(Study text begins)
# eheim making noise



## tom g (Jul 8, 2009)

hey there i have a eheim 2213 , it recently lost its prime so i took it as a oportunity to clean it as it was due for its cleaning . i put it togeather adn had ahek of a time trying to get it to prime , any usefill hints on priming the filter . now that it is running it is making noise like from air bubbles , like its sucking air is there a way to get rid of the air in the filter , perhaps did i do something wrong . 
any ideas would be appreciated 
thanks 
tom


----------



## ameekplec. (May 1, 2008)

For priming it after filling, what often works is just to close the taps on the hoses prior to disconnecting so that there's water in there - so after you reconnect the hoses and open the valves, the wate flowing down naturally starts a siphon.

Otherwise, if the canister is completely empty of water, just apply some suction to the return hose to start the siphon - you'll have at least 20 seconds before the canister fills and water starts spilling everywhere 

The bubbles will naturally purge themselves - you can give the canister a light shake every few minutes to dislodge bubbles, but given a few hours it should quiet down. The bubbles are just from air caught in the media.


----------



## tom g (Jul 8, 2009)

*eheim*

its been at least 12 hours will try to shake tho ,i dont have taps on my hoses . will look into getting some taps , do they have to be the ones from eheim . 
thanks 
tom


----------



## 1dime (Mar 6, 2009)
(Study text ends)
(Dataset entries begins)
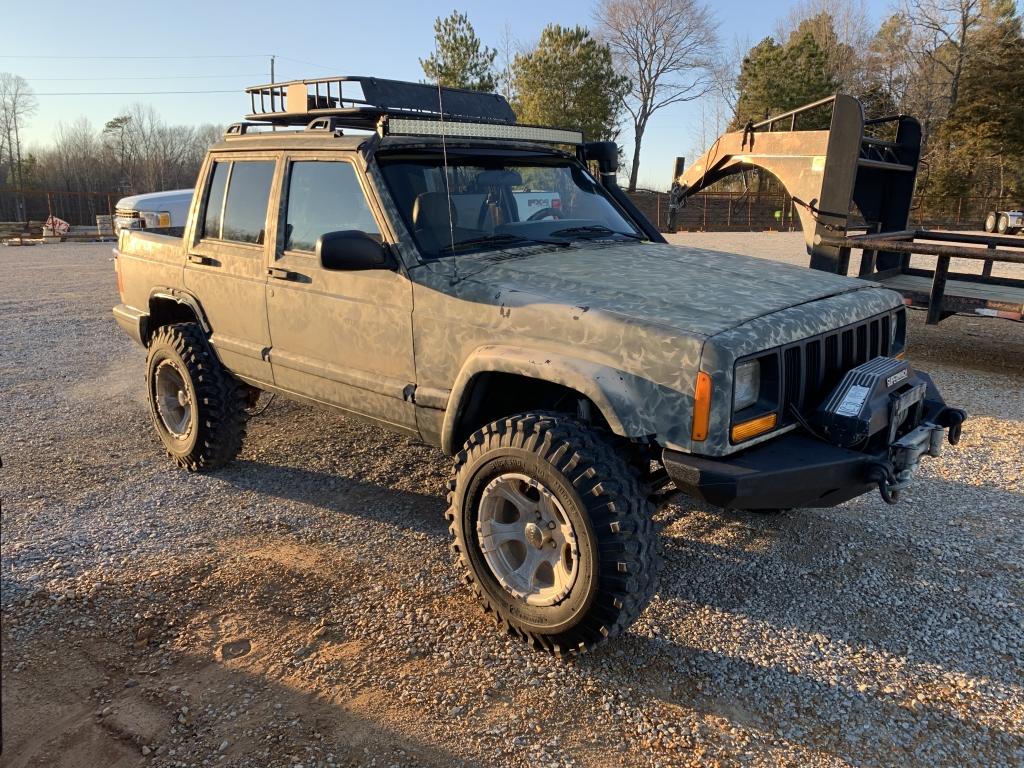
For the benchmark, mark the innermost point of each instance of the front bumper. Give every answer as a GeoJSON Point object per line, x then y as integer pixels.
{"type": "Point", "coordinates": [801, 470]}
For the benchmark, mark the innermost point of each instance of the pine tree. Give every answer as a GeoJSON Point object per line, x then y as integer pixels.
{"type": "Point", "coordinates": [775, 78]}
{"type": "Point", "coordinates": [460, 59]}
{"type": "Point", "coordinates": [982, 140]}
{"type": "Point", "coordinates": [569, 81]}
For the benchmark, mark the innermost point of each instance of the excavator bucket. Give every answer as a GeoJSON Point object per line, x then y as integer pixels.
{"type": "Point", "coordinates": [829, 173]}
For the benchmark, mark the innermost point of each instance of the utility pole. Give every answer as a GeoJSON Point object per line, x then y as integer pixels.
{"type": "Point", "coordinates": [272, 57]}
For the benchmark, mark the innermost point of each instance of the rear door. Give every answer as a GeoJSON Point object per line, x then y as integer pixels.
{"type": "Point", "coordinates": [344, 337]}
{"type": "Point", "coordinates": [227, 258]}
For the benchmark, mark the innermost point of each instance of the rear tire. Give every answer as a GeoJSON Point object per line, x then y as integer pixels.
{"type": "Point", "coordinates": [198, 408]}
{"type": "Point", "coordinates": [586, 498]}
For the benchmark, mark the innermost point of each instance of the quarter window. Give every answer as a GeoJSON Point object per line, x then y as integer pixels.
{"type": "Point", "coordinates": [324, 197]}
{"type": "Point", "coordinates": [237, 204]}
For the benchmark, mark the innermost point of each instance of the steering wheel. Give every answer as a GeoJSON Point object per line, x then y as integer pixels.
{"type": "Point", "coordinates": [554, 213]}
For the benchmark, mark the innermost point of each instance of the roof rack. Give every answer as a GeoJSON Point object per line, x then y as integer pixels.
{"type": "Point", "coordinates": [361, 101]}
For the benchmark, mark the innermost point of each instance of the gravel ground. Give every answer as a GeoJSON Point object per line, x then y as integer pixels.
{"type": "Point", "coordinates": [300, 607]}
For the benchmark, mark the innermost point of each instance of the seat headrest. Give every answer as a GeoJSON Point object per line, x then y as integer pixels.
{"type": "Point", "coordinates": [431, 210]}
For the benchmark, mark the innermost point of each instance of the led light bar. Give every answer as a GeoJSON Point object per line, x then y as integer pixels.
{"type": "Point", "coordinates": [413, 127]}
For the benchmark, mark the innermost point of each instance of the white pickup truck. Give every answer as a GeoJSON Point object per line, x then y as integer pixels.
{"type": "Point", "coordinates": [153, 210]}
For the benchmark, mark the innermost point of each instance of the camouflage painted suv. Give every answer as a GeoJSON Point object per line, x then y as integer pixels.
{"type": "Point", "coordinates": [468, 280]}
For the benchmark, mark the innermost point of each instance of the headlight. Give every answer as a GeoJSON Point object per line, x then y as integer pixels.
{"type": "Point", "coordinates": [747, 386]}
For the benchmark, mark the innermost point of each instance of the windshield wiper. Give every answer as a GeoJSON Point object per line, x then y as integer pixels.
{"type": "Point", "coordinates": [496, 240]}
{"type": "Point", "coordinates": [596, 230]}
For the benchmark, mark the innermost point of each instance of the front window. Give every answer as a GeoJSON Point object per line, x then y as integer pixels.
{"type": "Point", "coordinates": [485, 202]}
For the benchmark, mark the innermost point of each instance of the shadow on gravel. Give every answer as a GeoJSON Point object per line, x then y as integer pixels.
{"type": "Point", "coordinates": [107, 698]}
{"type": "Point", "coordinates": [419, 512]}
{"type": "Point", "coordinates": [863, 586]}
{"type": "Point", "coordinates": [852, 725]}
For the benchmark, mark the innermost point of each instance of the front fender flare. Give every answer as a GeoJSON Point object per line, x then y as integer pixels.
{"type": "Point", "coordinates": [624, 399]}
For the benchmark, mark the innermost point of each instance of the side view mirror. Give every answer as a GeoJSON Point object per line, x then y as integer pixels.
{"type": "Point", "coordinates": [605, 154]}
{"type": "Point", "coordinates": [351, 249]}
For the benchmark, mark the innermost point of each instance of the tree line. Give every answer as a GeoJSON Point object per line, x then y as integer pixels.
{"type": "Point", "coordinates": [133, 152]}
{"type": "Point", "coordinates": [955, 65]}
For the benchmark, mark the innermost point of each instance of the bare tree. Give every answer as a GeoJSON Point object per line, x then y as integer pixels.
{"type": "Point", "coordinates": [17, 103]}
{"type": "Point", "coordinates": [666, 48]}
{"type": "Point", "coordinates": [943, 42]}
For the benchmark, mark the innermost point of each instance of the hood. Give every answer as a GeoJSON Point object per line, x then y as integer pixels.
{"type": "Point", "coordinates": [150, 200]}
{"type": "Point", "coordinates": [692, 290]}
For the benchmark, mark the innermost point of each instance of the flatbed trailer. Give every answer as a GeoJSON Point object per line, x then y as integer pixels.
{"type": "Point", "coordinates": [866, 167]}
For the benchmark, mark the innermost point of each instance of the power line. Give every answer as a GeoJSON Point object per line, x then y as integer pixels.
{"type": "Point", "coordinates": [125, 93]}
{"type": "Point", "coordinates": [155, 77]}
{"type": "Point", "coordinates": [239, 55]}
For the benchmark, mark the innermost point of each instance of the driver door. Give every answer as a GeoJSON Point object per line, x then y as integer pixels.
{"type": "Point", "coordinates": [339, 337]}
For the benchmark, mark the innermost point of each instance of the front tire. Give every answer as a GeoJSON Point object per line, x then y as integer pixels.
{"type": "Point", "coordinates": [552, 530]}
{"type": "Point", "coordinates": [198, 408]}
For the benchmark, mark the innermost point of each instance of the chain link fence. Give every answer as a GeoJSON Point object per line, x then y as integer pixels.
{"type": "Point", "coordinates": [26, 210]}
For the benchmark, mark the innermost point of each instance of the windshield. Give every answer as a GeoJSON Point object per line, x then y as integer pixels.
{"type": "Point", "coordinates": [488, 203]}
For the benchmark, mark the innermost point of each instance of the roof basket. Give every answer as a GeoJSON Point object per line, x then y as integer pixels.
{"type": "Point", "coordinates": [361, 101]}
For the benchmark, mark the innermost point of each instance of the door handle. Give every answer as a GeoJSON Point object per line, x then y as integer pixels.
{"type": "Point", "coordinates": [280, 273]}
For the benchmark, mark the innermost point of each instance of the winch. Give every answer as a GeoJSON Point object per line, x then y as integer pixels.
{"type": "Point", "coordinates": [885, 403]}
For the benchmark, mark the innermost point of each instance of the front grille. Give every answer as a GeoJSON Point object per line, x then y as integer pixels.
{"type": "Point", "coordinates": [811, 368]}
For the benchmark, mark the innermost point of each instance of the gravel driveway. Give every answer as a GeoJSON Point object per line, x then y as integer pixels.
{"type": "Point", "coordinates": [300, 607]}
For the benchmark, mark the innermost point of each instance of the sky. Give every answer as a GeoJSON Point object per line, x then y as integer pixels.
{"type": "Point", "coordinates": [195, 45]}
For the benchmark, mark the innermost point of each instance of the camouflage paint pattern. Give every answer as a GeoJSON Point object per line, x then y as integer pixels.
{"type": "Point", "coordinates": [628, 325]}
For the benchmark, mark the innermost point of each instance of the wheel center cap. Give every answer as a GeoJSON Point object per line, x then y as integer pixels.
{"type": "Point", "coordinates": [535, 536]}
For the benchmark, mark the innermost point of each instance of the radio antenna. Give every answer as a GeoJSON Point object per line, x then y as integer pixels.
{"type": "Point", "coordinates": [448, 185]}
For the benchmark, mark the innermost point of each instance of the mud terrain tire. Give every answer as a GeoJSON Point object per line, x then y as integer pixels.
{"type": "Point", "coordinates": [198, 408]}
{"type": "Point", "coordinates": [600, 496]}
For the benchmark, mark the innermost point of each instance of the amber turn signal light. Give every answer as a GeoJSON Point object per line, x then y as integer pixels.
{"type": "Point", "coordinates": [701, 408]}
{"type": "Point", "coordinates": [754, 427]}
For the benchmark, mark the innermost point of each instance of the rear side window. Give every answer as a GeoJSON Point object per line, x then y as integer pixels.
(Dataset entries ends)
Exercise 1: List every distinct user name that appears in a post heading of the filter thread.
Exercise 2: In the filter thread, how much time does ameekplec. say you have after applying suction to the return hose before water starts spilling?
Exercise 3: Transcribe the part of the filter thread that opens with the words "Otherwise, if the" and closes with "in the media.".

Your response 1: tom g, ameekplec., 1dime

Your response 2: At least 20 seconds.

Your response 3:
Otherwise, if the canister is completely empty of water, just apply some suction to the return hose to start the siphon - you'll have at least 20 seconds before the canister fills and water starts spilling everywhere 

The bubbles will naturally purge themselves - you can give the canister a light shake every few minutes to dislodge bubbles, but given a few hours it should quiet down. The bubbles are just from air caught in the media.